> [Document text]:

*** Begin section ***

# Favourite CDs



## Quaverion

I love Gil Shaham's Devil's Dance, and Heifetz' Showpieces and a lot of Perlman CDs. Are there any others as good as these?


----------



## 009

> * Perlman CDs*


I'm one huge Perlman fan. His refined and silvery tone is really relaxing to hear, and therefore enjoy.
I think Fabio Biondi with his Ensemble Europa Galante as mentioned by Daniel is a must have also.


----------



## Nox

Heh...I have listened to Lara St. John's Re:Bach over and over and over again...and never tire of it...

...she sounds a little different...and I don't nec. like everything they put into the arrangements...but it's so upbeat!...


----------



## becky

There are just too many for me to decide. Also I would change my mind weekly. I listen to Mozart and Baroque music most... the performers don't matter much to me.

*** End section ***

> [Data section]:
*** Begin section ***

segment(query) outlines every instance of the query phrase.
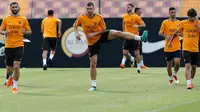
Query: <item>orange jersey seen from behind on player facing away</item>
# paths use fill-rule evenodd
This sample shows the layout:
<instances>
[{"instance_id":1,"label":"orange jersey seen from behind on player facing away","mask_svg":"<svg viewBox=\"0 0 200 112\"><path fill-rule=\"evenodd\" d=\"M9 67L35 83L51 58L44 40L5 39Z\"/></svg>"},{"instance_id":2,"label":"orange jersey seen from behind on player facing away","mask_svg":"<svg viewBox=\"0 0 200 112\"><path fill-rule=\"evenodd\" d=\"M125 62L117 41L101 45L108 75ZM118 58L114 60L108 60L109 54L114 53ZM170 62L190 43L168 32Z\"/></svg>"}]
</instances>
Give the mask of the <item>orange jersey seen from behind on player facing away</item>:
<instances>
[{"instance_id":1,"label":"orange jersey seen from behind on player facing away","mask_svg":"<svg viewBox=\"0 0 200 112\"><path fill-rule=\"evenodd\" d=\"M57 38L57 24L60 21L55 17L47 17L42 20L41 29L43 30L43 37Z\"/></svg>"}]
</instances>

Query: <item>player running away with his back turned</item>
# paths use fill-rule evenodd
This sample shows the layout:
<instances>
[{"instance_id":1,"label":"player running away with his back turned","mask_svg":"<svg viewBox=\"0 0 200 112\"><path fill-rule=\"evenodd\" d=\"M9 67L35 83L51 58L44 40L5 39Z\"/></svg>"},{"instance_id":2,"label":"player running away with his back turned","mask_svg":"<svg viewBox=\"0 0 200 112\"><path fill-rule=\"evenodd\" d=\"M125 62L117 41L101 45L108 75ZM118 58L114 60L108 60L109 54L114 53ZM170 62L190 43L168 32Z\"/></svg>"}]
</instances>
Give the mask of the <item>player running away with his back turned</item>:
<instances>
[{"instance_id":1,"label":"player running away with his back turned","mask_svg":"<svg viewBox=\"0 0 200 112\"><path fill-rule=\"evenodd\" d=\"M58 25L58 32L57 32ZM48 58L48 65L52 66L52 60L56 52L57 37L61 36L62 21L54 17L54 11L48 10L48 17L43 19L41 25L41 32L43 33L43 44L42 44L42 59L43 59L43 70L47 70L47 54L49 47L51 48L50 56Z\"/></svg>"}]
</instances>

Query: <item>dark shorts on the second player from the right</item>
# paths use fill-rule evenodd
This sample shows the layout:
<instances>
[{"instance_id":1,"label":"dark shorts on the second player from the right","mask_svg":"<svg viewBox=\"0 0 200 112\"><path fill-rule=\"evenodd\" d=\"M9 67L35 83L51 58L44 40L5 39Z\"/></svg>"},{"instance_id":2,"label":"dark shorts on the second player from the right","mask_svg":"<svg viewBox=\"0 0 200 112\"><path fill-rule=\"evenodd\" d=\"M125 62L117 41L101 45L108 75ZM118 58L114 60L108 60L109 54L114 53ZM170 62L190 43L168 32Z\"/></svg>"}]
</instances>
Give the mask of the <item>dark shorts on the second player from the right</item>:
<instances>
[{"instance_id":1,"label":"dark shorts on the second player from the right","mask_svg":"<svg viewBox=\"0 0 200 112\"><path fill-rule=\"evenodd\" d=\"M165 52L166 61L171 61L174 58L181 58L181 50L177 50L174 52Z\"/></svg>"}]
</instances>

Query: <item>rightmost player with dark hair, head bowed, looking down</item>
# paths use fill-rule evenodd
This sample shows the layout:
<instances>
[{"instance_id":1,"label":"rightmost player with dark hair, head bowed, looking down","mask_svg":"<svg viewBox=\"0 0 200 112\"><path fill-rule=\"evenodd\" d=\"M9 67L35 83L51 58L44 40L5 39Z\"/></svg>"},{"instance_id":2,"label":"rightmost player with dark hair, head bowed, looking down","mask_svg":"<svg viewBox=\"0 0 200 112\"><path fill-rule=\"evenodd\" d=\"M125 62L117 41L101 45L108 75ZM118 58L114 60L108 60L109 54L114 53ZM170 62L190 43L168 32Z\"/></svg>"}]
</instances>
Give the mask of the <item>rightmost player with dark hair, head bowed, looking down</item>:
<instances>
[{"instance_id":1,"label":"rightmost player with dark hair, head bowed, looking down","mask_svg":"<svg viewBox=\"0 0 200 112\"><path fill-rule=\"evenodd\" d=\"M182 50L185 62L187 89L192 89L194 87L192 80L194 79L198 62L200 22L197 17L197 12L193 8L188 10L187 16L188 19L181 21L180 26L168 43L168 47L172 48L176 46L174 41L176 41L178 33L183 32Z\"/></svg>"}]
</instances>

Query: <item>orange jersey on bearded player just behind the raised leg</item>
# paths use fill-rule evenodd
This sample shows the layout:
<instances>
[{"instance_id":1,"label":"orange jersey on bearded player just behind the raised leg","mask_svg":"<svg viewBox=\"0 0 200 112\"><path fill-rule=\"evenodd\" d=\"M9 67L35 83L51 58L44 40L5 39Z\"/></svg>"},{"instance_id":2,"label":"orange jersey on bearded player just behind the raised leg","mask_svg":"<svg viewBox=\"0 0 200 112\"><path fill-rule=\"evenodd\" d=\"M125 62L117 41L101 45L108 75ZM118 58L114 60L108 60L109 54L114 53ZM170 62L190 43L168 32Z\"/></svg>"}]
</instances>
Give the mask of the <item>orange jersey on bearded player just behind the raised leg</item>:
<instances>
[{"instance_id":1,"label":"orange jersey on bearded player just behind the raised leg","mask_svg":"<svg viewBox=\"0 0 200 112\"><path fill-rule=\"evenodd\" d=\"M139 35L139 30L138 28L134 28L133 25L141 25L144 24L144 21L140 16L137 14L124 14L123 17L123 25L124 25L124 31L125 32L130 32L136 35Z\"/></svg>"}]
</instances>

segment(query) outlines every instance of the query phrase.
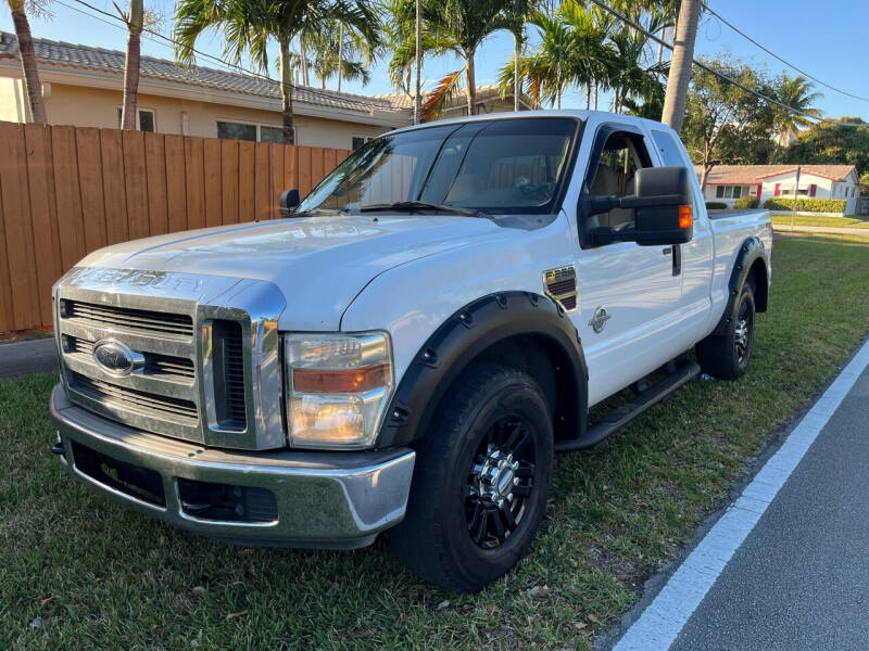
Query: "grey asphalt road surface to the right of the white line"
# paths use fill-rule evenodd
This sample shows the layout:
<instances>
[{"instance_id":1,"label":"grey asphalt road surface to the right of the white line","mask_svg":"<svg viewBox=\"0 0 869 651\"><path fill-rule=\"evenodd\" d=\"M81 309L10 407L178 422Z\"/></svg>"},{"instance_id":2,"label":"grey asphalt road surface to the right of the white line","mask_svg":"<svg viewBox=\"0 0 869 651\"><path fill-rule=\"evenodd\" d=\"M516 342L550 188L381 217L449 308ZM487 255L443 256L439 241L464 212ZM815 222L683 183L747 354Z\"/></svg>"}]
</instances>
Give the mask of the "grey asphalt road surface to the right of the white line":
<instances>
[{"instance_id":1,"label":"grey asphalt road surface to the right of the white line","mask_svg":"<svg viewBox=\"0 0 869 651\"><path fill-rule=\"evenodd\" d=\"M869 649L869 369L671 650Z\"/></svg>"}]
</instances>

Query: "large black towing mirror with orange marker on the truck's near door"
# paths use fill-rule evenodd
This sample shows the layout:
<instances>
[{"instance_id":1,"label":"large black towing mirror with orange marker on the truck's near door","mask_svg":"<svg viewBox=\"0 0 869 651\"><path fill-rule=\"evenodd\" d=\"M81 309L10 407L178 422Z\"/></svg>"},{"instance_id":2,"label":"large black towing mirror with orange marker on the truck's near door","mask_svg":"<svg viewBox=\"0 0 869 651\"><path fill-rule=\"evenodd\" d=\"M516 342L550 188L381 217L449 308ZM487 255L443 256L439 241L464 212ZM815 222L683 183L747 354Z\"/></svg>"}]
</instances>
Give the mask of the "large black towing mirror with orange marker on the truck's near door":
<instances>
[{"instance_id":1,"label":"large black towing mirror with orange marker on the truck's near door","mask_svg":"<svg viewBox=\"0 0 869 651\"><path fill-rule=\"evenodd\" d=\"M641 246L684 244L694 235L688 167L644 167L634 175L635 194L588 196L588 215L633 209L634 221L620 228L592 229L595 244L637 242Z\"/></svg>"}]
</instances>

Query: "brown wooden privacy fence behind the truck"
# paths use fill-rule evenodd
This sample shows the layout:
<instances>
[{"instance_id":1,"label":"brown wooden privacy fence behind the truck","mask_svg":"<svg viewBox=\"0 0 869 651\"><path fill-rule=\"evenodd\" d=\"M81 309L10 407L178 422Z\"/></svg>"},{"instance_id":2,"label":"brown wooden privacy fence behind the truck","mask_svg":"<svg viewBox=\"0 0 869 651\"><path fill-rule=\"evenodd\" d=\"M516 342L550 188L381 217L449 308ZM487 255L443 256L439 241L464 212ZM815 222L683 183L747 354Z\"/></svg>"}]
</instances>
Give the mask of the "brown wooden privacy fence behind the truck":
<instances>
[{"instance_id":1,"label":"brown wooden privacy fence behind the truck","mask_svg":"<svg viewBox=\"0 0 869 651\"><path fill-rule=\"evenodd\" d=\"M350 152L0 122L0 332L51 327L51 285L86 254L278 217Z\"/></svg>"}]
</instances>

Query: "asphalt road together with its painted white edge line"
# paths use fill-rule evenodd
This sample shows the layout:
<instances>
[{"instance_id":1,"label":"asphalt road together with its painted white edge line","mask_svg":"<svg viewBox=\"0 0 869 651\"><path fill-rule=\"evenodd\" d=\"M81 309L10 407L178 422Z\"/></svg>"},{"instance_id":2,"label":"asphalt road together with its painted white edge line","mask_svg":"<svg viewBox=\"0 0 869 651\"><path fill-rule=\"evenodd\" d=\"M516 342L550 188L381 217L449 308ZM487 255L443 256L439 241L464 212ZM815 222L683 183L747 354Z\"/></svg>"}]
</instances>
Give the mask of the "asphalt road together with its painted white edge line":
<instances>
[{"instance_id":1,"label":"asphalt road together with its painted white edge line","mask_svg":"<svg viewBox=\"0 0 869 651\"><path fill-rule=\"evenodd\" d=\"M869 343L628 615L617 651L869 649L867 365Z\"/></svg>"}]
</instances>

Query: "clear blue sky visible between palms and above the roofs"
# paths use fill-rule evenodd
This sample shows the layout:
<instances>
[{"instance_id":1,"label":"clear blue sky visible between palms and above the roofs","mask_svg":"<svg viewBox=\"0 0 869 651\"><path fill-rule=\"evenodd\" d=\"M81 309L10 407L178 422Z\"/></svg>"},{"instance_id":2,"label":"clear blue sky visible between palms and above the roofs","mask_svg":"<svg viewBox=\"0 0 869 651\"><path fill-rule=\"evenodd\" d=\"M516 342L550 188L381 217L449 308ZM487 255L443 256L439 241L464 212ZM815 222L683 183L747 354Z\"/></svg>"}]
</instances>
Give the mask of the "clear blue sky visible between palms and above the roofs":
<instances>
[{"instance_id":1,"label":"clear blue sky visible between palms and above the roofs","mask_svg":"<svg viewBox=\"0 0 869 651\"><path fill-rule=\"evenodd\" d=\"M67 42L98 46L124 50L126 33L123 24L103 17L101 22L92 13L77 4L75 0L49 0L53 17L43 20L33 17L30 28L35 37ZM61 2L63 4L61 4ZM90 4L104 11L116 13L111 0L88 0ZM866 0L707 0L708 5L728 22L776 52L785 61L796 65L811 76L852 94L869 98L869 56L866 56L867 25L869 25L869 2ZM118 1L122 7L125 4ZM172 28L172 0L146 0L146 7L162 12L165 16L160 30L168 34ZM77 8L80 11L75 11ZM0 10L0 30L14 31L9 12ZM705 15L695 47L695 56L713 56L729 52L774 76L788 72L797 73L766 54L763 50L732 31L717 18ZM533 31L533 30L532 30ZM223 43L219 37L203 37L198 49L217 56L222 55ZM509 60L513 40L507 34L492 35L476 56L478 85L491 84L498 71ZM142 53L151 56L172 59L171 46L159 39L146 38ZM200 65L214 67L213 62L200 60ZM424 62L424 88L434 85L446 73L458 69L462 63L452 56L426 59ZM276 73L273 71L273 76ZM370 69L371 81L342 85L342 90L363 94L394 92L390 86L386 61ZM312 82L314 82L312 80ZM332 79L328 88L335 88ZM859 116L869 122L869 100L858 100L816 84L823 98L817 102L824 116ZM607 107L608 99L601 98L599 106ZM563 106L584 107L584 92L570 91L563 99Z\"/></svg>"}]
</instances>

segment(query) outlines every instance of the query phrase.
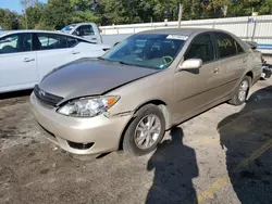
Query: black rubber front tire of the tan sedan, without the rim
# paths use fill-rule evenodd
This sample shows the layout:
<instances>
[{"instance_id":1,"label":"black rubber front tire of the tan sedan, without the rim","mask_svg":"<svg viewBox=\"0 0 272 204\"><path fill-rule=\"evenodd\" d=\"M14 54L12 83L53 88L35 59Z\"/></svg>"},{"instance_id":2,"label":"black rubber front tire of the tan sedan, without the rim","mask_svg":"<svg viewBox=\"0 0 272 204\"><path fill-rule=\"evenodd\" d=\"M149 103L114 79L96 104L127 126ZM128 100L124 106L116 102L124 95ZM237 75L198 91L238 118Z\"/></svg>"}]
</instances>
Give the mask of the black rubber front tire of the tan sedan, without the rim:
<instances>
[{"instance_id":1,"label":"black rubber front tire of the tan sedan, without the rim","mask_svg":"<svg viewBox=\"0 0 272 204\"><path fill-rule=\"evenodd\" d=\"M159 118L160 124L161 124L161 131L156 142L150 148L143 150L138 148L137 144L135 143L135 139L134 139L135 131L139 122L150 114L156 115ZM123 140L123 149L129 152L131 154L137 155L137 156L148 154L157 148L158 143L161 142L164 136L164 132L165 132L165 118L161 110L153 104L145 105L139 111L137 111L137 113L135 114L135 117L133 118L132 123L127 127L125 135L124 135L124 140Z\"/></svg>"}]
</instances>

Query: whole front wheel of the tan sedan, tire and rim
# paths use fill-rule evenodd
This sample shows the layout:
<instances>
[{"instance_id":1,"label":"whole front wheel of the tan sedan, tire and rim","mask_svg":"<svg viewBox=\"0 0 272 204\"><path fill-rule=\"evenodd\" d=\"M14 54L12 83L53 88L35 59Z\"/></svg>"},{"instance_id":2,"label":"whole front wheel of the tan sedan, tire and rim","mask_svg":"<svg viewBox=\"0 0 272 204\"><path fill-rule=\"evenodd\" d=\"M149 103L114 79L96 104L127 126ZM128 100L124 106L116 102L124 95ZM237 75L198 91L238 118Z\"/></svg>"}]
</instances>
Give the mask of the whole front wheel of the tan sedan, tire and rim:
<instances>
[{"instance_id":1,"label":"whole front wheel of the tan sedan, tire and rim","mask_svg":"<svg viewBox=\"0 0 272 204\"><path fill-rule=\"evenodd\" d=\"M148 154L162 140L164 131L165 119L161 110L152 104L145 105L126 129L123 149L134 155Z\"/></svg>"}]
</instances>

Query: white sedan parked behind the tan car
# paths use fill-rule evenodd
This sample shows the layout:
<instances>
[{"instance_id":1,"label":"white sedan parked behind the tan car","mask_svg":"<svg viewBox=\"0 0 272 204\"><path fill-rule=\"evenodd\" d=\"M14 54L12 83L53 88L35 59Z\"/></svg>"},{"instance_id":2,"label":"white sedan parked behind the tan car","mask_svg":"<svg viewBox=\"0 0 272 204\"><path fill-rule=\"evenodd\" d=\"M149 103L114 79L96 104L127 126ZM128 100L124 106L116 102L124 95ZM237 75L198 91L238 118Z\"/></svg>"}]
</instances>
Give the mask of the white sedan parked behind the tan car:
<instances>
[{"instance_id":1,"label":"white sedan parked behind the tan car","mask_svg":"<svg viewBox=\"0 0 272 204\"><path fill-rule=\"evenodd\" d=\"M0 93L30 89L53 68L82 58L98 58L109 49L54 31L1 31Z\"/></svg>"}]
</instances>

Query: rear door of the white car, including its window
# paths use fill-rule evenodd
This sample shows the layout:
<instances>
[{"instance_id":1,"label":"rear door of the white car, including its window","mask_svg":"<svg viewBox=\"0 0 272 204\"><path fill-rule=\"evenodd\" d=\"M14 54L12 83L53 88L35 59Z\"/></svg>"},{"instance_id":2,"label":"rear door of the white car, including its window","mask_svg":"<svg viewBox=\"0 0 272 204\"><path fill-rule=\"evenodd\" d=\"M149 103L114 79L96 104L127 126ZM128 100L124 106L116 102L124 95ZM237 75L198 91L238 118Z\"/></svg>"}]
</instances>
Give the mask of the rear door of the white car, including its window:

*** End section ***

> [Parts of the exercise]:
1. In the favorite CDs thread, which recording does Nox say they have listened to over and over without tiring of it?
2. Please transcribe the passage of the favorite CDs thread that opens with the words "# Favourite CDs" and closes with "good as these?".
Answer from the text only.

> [Outputs by task]:
1. Lara St. John's Re:Bach.

2.
# Favourite CDs



## Quaverion

I love Gil Shaham's Devil's Dance, and Heifetz' Showpieces and a lot of Perlman CDs. Are there any others as good as these?